SET OF TASKS:
(a) Answer each question using the Darwin Day blog post.
(i) On what day and date will Darwin Day be celebrated?
(ii) Which edition of On the Origin of Species does David Quammen's illustrated book rely on for its text?
(iii) From which organization does the chosen sketch of the Tree of Life come?
(b) According to the Darwin Day blog post, why does its author visit the Tree of Life sites?
(c) Return the passage of the Darwin Day blog post between "Biologist James T." and "the more accessible.", inclusive.

DOCUMENT SEGMENT:
^^^^^^^^

Thursday, February 9, 2017

Darwin Day

Biological Evolution
History of Science
STEM
by Edward Hessler (Evolution Ed)


The affinities of all the beings of the same class have sometimes been represented by a great tree...As buds dive rise by growth to fresh buds, and these if vigorous, branch out and overtop on all sides many a feebler branch, so by generation I believe it has been with the great Tree of Life, which fills its dead and broken branches the crust of the earth, and covers the surface with its ever branching and beautiful ramifications. —Charles Darwin, 1859


Darwin Day will be celebrated Sunday, February 12. Darwin and Abraham Lincoln share this birthdate in 1809.

Make a cake; light some candles!

Charles Darwin [Wikipedia]

The Center for Inquiry has an excellent list of resources worth browsing.

Sites I use fairly frequently on that list include the National Center for Science Education (evolution and climate change), Darwin Online, and the University of California-Berkeley's Understanding Evolution (an extraordinary resource on evolutionary biology for teachers, no for anyone wanting to understand major ideas in evolution). Less frequently I visit the Tree of Life sites (for clarifications of what I think I know as well as to delight in life's diversity).

Darwin Day is also an international event and for information about it see here.

If you've never read Charles Darwin's On the Origin of Species, here are two recommendations. The original is still a great read...

A few years ago one of our best science writers, David Quammen wrote an illustrated On the Origin of Species. You can take a peek inside. The book relies on the first edition (1859) for text but supplements it with readings from The Voyage of the Beagle and Darwin's Autobiography. It is profusely illustrated with period illustrations and modern photos of species that Darwin refers to.

Biologist James T. Costa bases The Annotated Origin on Darwin's 1859 masterpiece. It is profusely annotated by an working biologist and draws on long experience with Darwin's ideas in the field, laboratory and classroom.  It is filled with insights and perspectives that make this book all the more accessible.

And to see Darwin's original sketch of The Tree of Life I've chosen this one from the Wellcome Trust.

Happy birthday, Charles and thanks for this deep opening into how nature works. What a gift to us.

^^^^^^^^

RECORDED DATA:
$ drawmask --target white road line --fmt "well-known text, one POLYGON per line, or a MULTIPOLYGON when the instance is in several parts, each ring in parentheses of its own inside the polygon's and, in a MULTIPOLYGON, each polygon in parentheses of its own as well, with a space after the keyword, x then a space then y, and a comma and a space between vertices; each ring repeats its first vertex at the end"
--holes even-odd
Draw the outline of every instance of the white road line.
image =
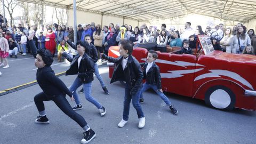
POLYGON ((24 58, 24 59, 17 59, 17 60, 9 60, 9 62, 10 61, 17 61, 17 60, 26 60, 26 59, 31 59, 34 58, 24 58))
POLYGON ((8 114, 6 114, 6 115, 3 115, 3 116, 0 116, 0 121, 1 121, 2 119, 4 119, 4 118, 6 118, 6 117, 9 117, 9 116, 11 116, 11 115, 13 115, 13 114, 15 114, 17 113, 17 112, 18 112, 18 111, 21 111, 21 110, 23 110, 23 109, 26 109, 26 108, 28 108, 28 107, 30 107, 34 105, 35 105, 34 103, 34 102, 31 102, 30 103, 29 103, 29 104, 28 105, 26 105, 26 106, 23 106, 23 107, 21 107, 21 108, 18 108, 18 109, 16 109, 16 110, 14 110, 14 111, 10 112, 9 113, 8 113, 8 114))
POLYGON ((149 138, 152 138, 154 136, 155 136, 155 135, 156 134, 156 130, 154 129, 154 128, 152 128, 150 130, 149 130, 149 138))
MULTIPOLYGON (((54 64, 54 65, 51 65, 51 66, 56 66, 56 65, 61 65, 61 64, 63 64, 63 63, 65 63, 66 62, 61 62, 61 63, 56 63, 56 64, 54 64)), ((35 68, 35 69, 33 69, 33 70, 37 70, 37 68, 35 68)))
POLYGON ((16 125, 13 123, 11 123, 9 122, 6 122, 4 121, 0 121, 0 124, 2 124, 2 125, 5 125, 5 126, 11 126, 12 127, 16 127, 16 125))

^^^^^^^^

TASK RESULTS:
(a)
(i) Sunday, February 12.
(ii) The first edition (1859).
(iii) The Wellcome Trust.

(b) The author visits the Tree of Life sites for clarifications of what he thinks he knows and to delight in life's diversity.

(c)
Biologist James T. Costa bases The Annotated Origin on Darwin's 1859 masterpiece. It is profusely annotated by an working biologist and draws on long experience with Darwin's ideas in the field, laboratory and classroom.  It is filled with insights and perspectives that make this book all the more accessible.